_What is being asked_
Return every line below that contains the string "white". Matches must have the same case.

_Working data_

++++

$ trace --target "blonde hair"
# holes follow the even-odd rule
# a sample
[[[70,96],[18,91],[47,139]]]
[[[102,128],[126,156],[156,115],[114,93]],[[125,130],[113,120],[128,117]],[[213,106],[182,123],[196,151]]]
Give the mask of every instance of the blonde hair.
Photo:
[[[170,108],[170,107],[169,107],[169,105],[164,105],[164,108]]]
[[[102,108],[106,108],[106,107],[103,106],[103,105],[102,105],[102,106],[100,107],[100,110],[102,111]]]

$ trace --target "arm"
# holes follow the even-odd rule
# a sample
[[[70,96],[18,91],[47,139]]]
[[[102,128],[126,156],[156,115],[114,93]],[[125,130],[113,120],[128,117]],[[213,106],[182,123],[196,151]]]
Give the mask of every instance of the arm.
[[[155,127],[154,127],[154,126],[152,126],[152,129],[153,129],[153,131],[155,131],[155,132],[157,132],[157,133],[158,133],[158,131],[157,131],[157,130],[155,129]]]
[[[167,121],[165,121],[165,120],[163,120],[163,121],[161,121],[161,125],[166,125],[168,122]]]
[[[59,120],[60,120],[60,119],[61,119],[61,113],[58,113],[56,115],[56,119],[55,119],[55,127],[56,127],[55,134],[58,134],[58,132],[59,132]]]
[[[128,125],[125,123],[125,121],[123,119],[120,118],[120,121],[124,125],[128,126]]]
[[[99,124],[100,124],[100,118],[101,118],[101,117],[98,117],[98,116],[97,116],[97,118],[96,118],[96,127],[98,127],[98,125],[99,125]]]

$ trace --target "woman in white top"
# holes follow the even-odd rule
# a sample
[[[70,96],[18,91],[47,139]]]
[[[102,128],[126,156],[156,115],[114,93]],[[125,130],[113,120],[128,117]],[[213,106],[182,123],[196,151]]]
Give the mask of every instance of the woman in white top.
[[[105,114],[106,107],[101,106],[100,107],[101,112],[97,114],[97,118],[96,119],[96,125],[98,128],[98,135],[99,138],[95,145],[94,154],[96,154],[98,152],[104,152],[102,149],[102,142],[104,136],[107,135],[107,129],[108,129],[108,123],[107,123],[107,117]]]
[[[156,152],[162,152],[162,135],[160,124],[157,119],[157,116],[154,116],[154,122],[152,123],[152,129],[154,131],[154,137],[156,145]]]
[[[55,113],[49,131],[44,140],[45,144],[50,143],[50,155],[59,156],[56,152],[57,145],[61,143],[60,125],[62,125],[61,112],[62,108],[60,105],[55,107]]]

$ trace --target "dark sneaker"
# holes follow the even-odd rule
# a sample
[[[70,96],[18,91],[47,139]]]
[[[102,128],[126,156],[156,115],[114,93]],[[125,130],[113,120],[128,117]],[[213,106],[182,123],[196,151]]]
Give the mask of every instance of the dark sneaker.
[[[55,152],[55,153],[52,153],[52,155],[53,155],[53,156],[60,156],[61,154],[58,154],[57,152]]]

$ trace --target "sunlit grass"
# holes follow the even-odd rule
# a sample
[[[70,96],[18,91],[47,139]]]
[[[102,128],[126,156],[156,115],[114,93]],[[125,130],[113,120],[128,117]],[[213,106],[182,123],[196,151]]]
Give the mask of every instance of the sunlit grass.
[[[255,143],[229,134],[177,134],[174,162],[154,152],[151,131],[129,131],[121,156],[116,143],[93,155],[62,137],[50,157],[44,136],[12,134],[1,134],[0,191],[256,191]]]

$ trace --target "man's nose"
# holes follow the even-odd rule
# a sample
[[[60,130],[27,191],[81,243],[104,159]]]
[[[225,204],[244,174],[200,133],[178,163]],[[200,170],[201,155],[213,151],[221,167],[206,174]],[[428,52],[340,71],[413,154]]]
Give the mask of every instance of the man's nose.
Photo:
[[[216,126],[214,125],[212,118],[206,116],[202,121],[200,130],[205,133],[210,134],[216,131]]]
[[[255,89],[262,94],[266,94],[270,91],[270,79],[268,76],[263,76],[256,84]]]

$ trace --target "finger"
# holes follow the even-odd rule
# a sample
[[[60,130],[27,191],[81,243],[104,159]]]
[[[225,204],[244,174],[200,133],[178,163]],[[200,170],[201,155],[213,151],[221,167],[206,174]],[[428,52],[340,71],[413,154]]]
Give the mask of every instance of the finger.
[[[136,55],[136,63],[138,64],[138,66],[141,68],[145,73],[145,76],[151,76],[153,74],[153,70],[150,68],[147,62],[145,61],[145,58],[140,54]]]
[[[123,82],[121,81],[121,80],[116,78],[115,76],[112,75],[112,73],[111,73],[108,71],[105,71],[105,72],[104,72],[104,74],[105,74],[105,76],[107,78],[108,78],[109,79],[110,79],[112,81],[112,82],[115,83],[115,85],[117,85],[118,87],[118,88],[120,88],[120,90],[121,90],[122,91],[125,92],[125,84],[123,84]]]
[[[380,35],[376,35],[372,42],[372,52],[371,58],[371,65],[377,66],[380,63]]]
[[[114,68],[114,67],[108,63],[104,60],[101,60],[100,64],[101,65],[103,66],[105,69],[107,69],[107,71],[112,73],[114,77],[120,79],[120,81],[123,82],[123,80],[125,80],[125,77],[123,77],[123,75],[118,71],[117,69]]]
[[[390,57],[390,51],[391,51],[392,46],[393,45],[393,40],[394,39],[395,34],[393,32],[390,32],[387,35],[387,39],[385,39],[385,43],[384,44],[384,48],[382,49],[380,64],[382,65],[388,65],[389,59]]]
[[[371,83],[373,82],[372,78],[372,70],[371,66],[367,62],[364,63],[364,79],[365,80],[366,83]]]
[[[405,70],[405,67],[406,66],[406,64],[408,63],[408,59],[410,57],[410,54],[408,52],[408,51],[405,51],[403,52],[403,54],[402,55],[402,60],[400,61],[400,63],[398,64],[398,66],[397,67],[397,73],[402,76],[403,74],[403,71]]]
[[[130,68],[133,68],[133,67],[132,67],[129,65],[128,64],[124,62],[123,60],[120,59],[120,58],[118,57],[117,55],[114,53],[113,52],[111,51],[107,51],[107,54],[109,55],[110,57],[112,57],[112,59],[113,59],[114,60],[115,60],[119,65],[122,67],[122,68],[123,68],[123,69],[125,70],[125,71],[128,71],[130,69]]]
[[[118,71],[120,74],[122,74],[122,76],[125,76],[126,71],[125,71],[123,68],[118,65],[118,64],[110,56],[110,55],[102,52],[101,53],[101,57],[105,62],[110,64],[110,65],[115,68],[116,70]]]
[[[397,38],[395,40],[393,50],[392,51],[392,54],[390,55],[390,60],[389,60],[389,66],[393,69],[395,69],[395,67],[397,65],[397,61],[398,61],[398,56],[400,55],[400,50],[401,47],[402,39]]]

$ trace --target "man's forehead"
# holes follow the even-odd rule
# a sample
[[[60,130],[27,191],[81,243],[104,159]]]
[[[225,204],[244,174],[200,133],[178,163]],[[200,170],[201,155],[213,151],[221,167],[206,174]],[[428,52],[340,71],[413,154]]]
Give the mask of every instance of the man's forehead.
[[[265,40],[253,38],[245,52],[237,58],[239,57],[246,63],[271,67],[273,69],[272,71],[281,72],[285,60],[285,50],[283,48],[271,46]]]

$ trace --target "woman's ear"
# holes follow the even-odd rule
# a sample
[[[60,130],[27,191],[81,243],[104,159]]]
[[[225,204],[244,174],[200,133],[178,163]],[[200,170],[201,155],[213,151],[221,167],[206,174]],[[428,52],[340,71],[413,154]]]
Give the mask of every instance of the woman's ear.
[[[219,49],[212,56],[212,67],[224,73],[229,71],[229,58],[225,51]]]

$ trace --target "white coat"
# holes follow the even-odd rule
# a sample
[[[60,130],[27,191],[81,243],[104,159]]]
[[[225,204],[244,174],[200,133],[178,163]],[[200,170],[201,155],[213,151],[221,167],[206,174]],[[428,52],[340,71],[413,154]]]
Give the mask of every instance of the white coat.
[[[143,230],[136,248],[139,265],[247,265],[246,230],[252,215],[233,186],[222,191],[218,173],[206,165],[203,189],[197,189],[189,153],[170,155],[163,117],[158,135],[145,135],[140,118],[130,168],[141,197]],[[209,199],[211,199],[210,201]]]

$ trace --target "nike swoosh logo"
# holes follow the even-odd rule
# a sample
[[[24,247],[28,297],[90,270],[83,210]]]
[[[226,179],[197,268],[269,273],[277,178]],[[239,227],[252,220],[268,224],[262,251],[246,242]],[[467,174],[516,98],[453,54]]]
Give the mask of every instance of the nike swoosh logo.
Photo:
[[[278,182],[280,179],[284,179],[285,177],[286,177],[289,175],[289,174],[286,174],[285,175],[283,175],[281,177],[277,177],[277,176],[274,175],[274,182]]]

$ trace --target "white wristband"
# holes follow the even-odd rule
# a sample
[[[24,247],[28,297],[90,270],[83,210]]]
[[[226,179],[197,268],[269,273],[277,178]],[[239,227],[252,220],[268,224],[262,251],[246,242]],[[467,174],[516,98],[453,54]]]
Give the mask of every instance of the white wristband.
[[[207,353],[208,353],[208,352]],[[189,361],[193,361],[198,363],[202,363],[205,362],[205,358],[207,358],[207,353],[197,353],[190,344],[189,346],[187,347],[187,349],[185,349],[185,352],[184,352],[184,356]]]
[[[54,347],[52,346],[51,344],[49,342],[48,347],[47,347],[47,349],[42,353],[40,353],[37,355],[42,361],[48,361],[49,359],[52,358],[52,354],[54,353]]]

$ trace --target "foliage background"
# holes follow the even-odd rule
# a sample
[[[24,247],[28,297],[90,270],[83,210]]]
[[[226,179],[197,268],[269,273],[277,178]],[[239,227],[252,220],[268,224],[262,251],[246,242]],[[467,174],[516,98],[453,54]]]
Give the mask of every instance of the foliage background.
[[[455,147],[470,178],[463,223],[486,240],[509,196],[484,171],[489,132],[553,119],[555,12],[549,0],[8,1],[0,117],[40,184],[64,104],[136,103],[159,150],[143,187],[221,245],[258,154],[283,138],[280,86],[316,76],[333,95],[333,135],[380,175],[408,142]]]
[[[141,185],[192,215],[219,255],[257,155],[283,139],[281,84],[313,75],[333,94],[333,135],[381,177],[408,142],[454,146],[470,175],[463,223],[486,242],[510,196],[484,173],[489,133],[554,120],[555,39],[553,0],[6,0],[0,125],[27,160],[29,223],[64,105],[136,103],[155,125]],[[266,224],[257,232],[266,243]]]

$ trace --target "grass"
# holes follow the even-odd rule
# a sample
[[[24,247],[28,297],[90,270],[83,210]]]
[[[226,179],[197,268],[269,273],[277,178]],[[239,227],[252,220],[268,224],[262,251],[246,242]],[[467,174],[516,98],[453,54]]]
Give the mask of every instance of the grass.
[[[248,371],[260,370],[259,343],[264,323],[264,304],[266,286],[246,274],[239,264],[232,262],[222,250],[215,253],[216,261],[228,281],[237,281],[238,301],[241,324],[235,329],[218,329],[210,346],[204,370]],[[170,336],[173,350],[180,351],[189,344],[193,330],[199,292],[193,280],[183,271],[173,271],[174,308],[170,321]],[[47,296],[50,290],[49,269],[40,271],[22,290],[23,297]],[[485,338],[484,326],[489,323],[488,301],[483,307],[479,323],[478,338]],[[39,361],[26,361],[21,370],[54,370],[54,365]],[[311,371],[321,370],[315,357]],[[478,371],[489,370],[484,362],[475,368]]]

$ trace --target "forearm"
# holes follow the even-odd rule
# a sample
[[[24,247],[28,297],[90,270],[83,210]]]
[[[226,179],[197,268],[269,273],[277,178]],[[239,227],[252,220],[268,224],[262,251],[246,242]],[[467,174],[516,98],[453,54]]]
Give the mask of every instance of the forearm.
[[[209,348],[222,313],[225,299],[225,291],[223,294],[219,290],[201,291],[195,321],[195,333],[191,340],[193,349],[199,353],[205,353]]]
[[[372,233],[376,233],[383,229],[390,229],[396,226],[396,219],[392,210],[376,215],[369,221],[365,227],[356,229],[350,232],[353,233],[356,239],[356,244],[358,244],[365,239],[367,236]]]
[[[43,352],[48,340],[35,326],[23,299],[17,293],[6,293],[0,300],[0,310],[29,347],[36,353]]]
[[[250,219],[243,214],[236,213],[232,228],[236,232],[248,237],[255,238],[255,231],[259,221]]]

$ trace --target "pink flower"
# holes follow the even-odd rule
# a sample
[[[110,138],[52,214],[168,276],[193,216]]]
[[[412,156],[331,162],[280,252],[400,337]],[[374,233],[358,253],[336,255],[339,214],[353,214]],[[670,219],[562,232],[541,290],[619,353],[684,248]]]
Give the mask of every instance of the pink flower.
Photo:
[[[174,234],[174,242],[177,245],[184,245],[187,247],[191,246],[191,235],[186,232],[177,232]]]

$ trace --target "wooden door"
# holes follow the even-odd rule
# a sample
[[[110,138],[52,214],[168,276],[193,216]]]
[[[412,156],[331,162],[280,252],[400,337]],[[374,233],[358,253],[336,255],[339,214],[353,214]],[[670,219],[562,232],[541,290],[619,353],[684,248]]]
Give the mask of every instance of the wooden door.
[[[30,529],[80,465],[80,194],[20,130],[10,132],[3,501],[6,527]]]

++++

_Answer for this exercise_
$ trace --target "woman in white top"
Give the mask of every instance of the woman in white top.
$ trace --target "white coat"
Give the mask of every instance of the white coat.
$ trace --target "white wristband"
Give the mask of every instance of the white wristband.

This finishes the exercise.